:: Document text

4 out of 4 stars
Share This Review
The Prodigy Slave, Book One: Journey to Winter Garden by Londyn Skye is a historical romance. Lily is born to a slave mother and a slave-master father. When she is nine, she is forcefully separated from her mother and is sold in a slave auction. Lily starts her life as a house slave in Jesse- her new master’s house. But Lily has an uncanny ability. She can remember every note Jesse’s wife has played on their piano and play it back. She keeps her talent a secret and practices on the piano whenever she is alone. Then one day, Jesse’s youngest son James enters Lily’s life and the children soon become best friends. An unforeseen incident separates the pair and James grows cold towards her. He is sent to medical school soon after that.
Now, after six years, James returns home colder than ever. He belittles Lily at every chance he gets. With an excuse that breaks Lily’s heart, James convinces his father to take Lily to Ohio. But there is an unforeseen surprise waiting for Lily there. Why does James want to take Lily to Ohio? Why is he cold with her? What are the secrets James is holding? And will their love ever be back?
This book- on one hand, depicts the dire conditions of slaves in the nineteenth century. It talks about the inhumane treatment of African-American people. On the other hand, it is an amazing love story of Lily and James. The childhood friendship between Lily and James shows how children never see color and race to love someone. The subsequent coldness of James shows how society and adults pressurize and fill children’s minds with hate. Lily is a strong and inspiring character. Her journey from a slave who fears even to talk loud, to an assertive woman who can stand for herself is astounding. James is your average historical romance hero- ruggedly handsome, someone who hides his love in his heart and is fiercely protective of what is his. His genuine love for Lily makes him lovable despite all his little flaws.

::::
:: Stored data

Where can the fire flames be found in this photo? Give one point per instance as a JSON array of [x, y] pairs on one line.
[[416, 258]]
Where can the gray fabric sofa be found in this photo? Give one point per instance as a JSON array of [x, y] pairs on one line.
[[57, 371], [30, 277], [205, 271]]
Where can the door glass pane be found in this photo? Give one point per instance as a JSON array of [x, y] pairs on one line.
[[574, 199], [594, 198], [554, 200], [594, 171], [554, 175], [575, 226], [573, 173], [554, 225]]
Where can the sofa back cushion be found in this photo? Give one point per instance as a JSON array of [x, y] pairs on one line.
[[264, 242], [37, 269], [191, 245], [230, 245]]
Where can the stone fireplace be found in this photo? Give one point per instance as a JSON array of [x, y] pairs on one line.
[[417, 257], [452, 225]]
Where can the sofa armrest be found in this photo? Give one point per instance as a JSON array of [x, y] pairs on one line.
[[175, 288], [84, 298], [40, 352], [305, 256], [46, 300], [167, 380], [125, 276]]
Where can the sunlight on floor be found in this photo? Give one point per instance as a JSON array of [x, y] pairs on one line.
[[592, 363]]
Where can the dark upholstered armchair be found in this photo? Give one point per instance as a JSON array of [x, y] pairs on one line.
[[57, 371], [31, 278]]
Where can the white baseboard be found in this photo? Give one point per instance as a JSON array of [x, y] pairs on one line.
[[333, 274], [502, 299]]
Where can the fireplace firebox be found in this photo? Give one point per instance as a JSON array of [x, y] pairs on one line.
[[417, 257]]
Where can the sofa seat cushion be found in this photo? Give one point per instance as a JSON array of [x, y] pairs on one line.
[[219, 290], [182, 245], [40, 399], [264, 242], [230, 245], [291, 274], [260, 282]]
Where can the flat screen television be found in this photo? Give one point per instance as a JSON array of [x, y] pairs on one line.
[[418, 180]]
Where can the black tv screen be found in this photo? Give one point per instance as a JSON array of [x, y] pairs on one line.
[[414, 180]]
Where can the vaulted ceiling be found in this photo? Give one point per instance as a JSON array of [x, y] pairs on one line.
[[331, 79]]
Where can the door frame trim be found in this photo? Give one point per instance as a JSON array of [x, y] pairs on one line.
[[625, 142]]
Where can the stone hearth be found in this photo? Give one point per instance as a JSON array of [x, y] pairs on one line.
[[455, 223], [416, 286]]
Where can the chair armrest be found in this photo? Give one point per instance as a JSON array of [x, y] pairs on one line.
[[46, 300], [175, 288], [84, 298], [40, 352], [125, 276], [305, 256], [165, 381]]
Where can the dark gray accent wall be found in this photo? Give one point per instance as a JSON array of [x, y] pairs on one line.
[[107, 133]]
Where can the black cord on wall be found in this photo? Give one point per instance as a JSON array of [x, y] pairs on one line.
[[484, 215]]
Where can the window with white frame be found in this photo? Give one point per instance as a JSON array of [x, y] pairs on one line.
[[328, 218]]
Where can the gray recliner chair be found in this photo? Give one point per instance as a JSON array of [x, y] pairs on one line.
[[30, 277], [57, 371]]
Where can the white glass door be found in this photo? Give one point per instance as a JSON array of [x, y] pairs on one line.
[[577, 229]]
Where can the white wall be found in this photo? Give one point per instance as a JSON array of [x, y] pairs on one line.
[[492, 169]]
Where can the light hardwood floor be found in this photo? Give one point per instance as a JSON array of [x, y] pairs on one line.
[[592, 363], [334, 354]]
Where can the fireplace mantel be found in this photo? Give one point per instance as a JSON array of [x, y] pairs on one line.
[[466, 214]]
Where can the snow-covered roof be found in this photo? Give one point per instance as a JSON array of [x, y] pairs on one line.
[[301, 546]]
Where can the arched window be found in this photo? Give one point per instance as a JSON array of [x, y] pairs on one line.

::::

§ **Problems and tasks**:
A – Shorten the paragraph of the review of The Prodigy Slave that begins "This book- on one hand" into a bulleted list that keeps its main facts.
B – Print the part of the review of The Prodigy Slave that opens with the words containing "4 out of 4 stars" and closes with "soon after that.".
C – Give what follows the final sentence of the review of The Prodigy Slave, continuing it in the same voice.

§ **Activity answers**:
A –
- The book shows the dire conditions and inhumane treatment of enslaved African-American people in the nineteenth century.
- It is also a love story between Lily and James.
- Their childhood friendship shows that children do not see color or race when they love someone.
- James's later coldness shows how society and adults fill children's minds with hate.
- Lily is a strong, inspiring character who grows from a slave afraid to speak loudly into an assertive woman who stands up for herself.
- James is a typical historical romance hero: ruggedly handsome, hiding his love, and fiercely protective of what is his.
- His genuine love for Lily makes him lovable despite his small flaws.

B –
4 out of 4 stars
Share This Review
The Prodigy Slave, Book One: Journey to Winter Garden by Londyn Skye is a historical romance. Lily is born to a slave mother and a slave-master father. When she is nine, she is forcefully separated from her mother and is sold in a slave auction. Lily starts her life as a house slave in Jesse- her new master’s house. But Lily has an uncanny ability. She can remember every note Jesse’s wife has played on their piano and play it back. She keeps her talent a secret and practices on the piano whenever she is alone. Then one day, Jesse’s youngest son James enters Lily’s life and the children soon become best friends. An unforeseen incident separates the pair and James grows cold towards her. He is sent to medical school soon after that.

C –
The thing I liked the most about the book is how real the characters are. All characters have their own intricate backstory, accents, and attires, which makes it easy to empathize with them. I also like how the author has added some rules from the slavery act at the beginning of every chapter, which helps readers to understand unfamiliar terms in the story. Although the perspectives change a lot of times from one character to the other, it is easy to understand because of their unique voices.
There is nothing I disliked about this book. I found very few and negligible errors. There are racial slur and profanity. There are erotic scenes, but they are not too graphic. The plot is unpredictable and kept me reading until the end. The ending is a major cliffhanger and now I am eagerly waiting for the sequel.
I rate this book 4 out of 4 stars because it is a well-written, well-edited, and entertaining book. I recommend it to readers who like historical fiction and romance. I recommend it only to a mature audience because of the erotic scenes.